§ Extract provided
---------------

The Shakespeare Ladies Club (or Shakespeare Ladies' Club) refers to a group of upper class and aristocratic women who petitioned the London theatres to produce William Shakespeare's plays during the 1730s. In the 1700s they were referred to as "the Ladies of the Shakespear’s Club," or even more simply as "Ladies of Quality," or "the Ladies." Known members of the Shakespeare Ladies Club include Susanna Ashley-Cooper, Elizabeth Boyd, and Mary Cowper. The Shakespeare Ladies Club was responsible for getting the highest percentage of Shakespeare plays produced in London during a single season in the eighteenth century; as a result they were celebrated by their contemporaries as being responsible for making Shakespeare popular again.

---------------

§ Work to do
(a) Answer these questions using the passage on the Shakespeare Ladies Club:
(i) In which decade did the women petition the London theatres?
(ii) What two simpler names were used for the group in the 1700s besides "the Ladies of the Shakespear’s Club"?
(iii) What did their contemporaries celebrate them as being responsible for?
(b) List every known member of the group that the passage on the Shakespeare Ladies Club names.
(c) Continue the passage on the Shakespeare Ladies Club from its final sentence.
The records that follow the passage were drawn from a separate source.

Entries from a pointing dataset
---------------

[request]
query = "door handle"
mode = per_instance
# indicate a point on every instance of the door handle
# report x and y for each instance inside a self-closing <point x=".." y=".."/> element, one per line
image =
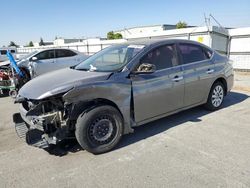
<point x="210" y="71"/>
<point x="177" y="78"/>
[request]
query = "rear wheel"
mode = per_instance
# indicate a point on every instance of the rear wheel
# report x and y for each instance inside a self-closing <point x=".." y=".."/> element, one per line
<point x="216" y="96"/>
<point x="99" y="129"/>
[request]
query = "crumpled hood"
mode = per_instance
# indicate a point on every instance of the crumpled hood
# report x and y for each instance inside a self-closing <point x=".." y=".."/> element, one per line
<point x="57" y="82"/>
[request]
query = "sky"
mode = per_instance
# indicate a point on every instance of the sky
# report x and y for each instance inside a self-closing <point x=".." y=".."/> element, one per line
<point x="28" y="20"/>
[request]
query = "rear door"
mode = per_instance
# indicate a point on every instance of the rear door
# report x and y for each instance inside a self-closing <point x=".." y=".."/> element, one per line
<point x="198" y="72"/>
<point x="162" y="91"/>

---------------

§ Results for each task
(a)
(i) The 1730s.
(ii) "Ladies of Quality" and "the Ladies."
(iii) Making Shakespeare popular again.

(b) Susanna Ashley-Cooper, Elizabeth Boyd, Mary Cowper

(c)
History

The Shakespeare Ladies Club was organized in late 1736 with the expressed goal of persuading "London’s theatrical managers to give Shakespeare a greater share in their repertoires." The Ladies wanted to see more Shakespeare on stage because they preferred his plays to the inappropriate libertine content in Restoration comedies and the Italian operas that were dominating the London stage at the time. Within four years the Ladies’ Club had succeeded: one in every four performances in London during the 1740–41 season was a Shakespeare play. Shakespearean scholar Michael Dobson points out that this is "a record which even during Garrick’s professedly Bardolatrous management of Drury Lane was never challenged."

In addition to being responsible for the highest percentage of Shakespeare's plays performed in a single season during the eighteenth century, the Ladies’ Club was also responsible for Shakespeare's memorial statue in Poets' Corner in Westminster Abbey. Fundraising for the memorial statue began in 1738 and the statue was placed in Westminster Abbey in 1741. There were at least two benefit performances of Shakespeare plays done as part of the Ladies' Club's fundraising efforts. One was a performance of Julius Caesar on 28 April 1738 at Drury Lane. The other was a performance of Hamlet on 10 April 1739 at Theatre Royal, Covent Garden (also known as the Royal Opera House).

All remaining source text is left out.